### SHORT TASK
Reproduce every line of the records below word for word, leaving out the pictures.

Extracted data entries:
·····

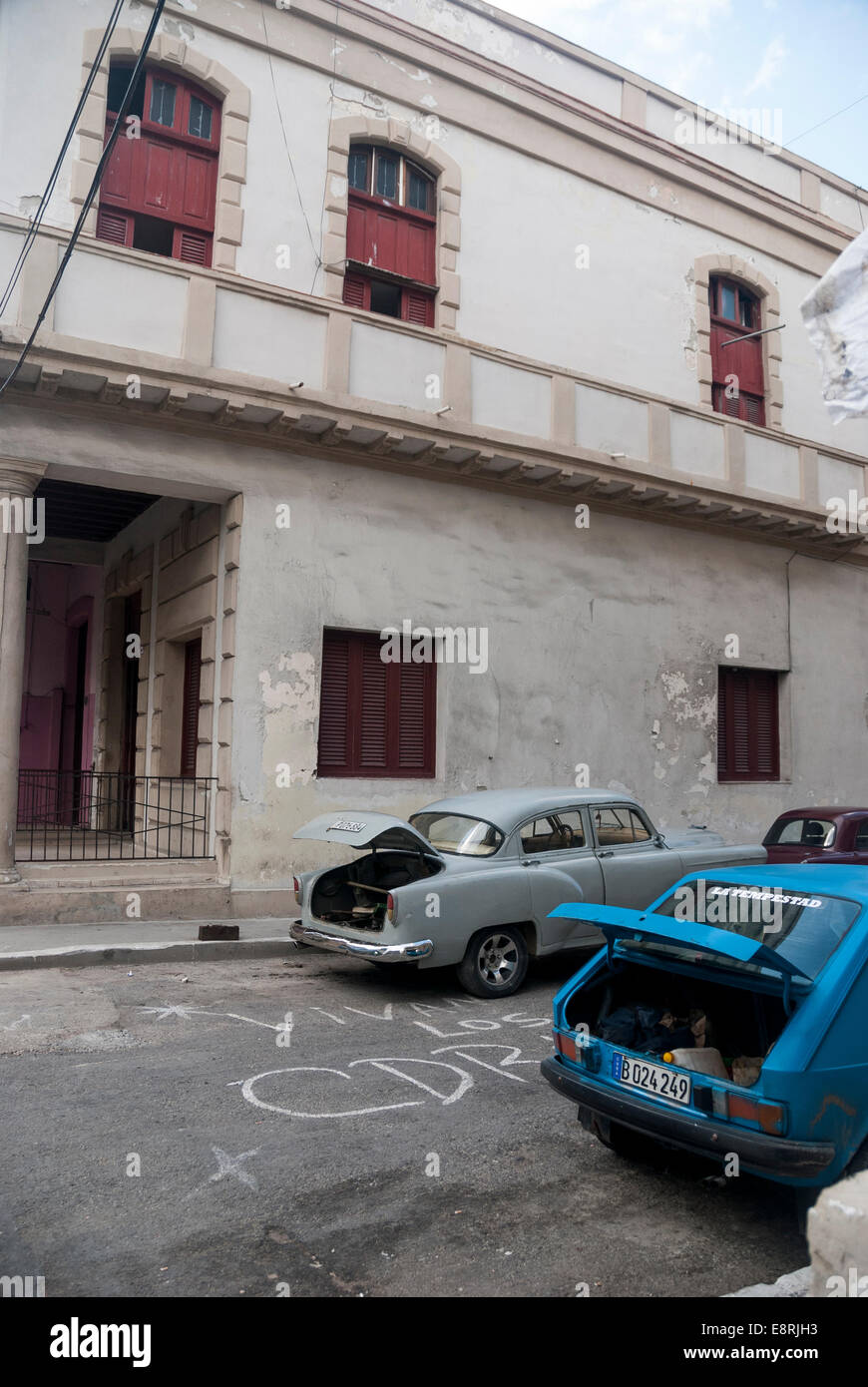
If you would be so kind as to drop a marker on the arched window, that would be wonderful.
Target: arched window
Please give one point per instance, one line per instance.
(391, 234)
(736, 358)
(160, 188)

·····

### COMPLETED TASK
If you would be so kind as to drop a marker on the arched window, that would be wonderful.
Target: arched window
Please give one point per instance, one line per instance.
(391, 234)
(736, 358)
(160, 188)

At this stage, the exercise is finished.